- [About this task] Omit the pictures and return every entry exactly as written.

START Provided records

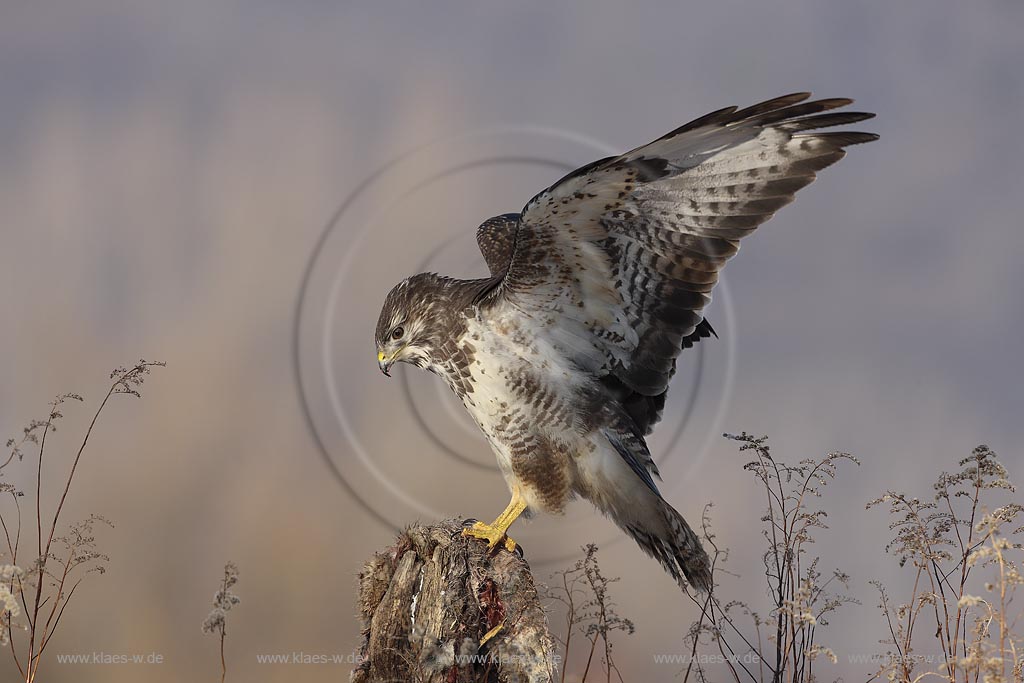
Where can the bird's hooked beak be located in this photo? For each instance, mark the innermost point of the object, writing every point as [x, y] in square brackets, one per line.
[384, 363]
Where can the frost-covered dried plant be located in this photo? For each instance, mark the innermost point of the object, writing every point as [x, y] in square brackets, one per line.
[782, 645]
[223, 600]
[46, 581]
[944, 541]
[583, 591]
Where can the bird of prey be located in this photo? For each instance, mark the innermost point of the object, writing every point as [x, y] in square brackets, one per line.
[564, 353]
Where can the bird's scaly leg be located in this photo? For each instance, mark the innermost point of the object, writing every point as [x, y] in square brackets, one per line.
[495, 532]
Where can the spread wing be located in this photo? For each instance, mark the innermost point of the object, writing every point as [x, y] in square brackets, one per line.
[615, 262]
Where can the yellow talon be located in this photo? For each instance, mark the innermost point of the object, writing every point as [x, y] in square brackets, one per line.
[491, 634]
[497, 531]
[493, 535]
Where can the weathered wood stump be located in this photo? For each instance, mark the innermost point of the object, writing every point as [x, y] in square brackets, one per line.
[426, 603]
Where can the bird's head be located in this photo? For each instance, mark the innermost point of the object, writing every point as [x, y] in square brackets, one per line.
[407, 327]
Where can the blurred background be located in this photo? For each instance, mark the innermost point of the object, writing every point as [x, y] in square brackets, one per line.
[170, 185]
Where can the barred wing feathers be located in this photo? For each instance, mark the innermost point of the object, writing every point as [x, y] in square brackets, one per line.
[616, 261]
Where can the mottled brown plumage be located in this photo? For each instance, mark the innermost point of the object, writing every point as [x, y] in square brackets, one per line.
[564, 353]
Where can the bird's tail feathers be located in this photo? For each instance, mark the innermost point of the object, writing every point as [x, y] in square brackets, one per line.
[677, 548]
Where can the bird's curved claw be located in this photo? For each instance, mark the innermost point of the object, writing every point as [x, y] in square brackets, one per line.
[495, 536]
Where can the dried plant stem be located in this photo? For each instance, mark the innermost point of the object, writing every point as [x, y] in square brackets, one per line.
[45, 611]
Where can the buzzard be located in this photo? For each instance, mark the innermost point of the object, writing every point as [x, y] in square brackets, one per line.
[564, 353]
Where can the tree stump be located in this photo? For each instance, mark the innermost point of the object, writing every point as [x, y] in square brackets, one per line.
[426, 603]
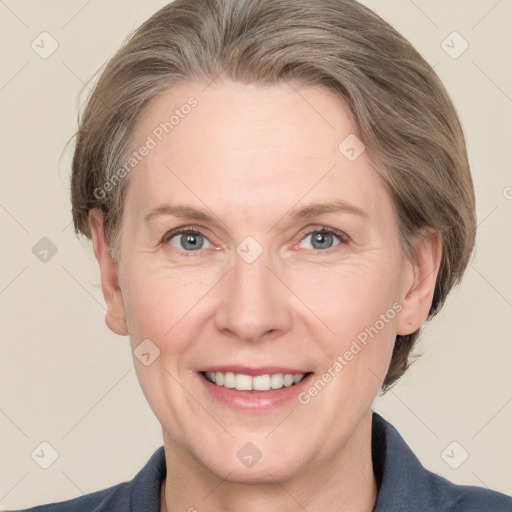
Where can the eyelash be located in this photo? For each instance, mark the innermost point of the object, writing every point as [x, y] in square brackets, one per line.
[318, 229]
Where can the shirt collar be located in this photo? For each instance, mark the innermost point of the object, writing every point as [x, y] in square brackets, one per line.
[401, 479]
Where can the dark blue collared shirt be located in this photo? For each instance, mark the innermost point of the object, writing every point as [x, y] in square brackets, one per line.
[404, 485]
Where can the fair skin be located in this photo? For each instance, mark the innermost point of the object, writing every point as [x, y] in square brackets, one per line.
[251, 156]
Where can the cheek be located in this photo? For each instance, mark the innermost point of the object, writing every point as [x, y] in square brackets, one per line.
[161, 301]
[352, 295]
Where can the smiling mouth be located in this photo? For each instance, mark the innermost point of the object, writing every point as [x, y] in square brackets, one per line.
[242, 382]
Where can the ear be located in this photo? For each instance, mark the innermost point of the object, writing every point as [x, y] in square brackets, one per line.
[419, 285]
[114, 316]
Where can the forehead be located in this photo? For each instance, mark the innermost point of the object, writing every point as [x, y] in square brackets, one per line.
[238, 145]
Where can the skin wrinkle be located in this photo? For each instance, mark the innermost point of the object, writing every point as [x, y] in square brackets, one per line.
[228, 311]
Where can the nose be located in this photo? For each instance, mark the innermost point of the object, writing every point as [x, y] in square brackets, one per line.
[255, 304]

END Provided records

- [Reply]
Where can the bird's hooked beak be located in this photo? For each instance, mark the innermost point of the object, writing every point as [x, y] in square brackets, one per line.
[384, 363]
Where can the frost-covered dried plant be located in this photo? For each instance, mark the innermost point of the object, writing every point as [x, y] in square brackets, one per line.
[782, 645]
[223, 600]
[46, 581]
[944, 541]
[583, 591]
Where can the bird of prey be located in this photo? For each instance, mark the innermost point of the object, writing every point as [x, y] in square brackets, one per line.
[564, 353]
Where can the bird's scaly leg be located in this photo? For each instance, mark the innermost point of the object, writing every point as [x, y] in square brackets, one per line.
[495, 532]
Where can the spread wing be located in this photo? For each instance, mark the innermost point of the object, writing every point as [x, y] in square brackets, one per line.
[615, 262]
Where can the yellow talon be located in this photo? For each instance, mark the innermost point of the object, writing every point as [x, y] in square brackets, one per line.
[491, 634]
[497, 531]
[493, 535]
Where can the weathered wood stump be located in this photo? For each instance, mark the innermost point of the object, writing every point as [x, y] in square brackets, one per line.
[426, 603]
Where can the bird's head be located in this photo? For each instance, mark the innermost point of the object, writing every point as [x, y] in square brackets, one per line.
[407, 327]
Where can the blurred background be located in this photo? For each instance, mark the innermost point of the object, writing every point as [x, y] in square brackets, one per line.
[170, 185]
Where can the barred wing feathers be located in this photo? For each instance, mark the innermost point of the object, writing every point as [x, y] in square brackets, one per line.
[616, 261]
Where can the mottled brown plumage be located in this photo? For each instance, mark the innermost point of the object, writing every point as [x, y] in square brackets, one per line.
[564, 353]
Where can the bird's tail feathers be located in this photo? For each instance, mark the innermost point of the object, writing every point as [x, y] in square brackets, one per line.
[677, 548]
Where can the bird's curved claw be located in this photo? For each instance, mark the innermost point of the object, writing every point as [x, y] in square brackets, one per line.
[495, 536]
Where can the dried plant stem be located in this photo? For each instance, mark the innermost point of the object, writing every point as [x, y] in square brackets, one per line.
[45, 611]
Where can the buzzard be located in this photo? For each instance, mark the innermost point of the object, writing every point as [x, y] in square brackets, one per line.
[564, 353]
Where can the tree stump be located in this photo? For each instance, mark the innermost point of the object, writing every point as [x, y] in square brackets, one per line.
[426, 603]
Where can the eyelash be located in this photo? For each instance, mark the innermost point of the object, writing every point as [x, y] in square brackets, one per line.
[318, 229]
Where can the shirt collar be located in this photo? For each instance, mark the innermost point of the object, writing every point as [x, y] in square brackets, one per line.
[401, 479]
Where can the dark blue collared shirt be located in this photo? For each instance, mark the innermost point of the object, writing every point as [x, y] in square brackets, one per line.
[404, 485]
Where can the fair skin be located in this photo? For each instance, mark the innermost point of the object, writing every point as [x, y] in square brackets, one per line.
[251, 156]
Where can the cheek be located in this photo? For each instance, mark the innermost point of the object, writing every point as [x, y] in square brackets, one per line.
[161, 301]
[352, 295]
Where can the smiling mouth be located in this photo? For each instance, mark the innermost point of the object, writing every point as [x, y] in square brackets, one per line.
[242, 382]
Where can the ear be located in this photo? For each instance, mark the innermost point of the object, writing every point as [x, y] in square brackets, one per line.
[419, 285]
[114, 316]
Where can the forehead be located in this photo? For each instance, mark the innermost point of the object, writing every point as [x, y] in square brackets, one per line.
[238, 145]
Where can the skin wrinkle be located in this photo? For each instance, mark the innermost point of the object, writing every point as [x, y] in square brackets, one per line.
[228, 311]
Where can the nose be located in this photo? For each instance, mark the innermost point of the object, writing every point as [x, y] in square brackets, one per line.
[255, 304]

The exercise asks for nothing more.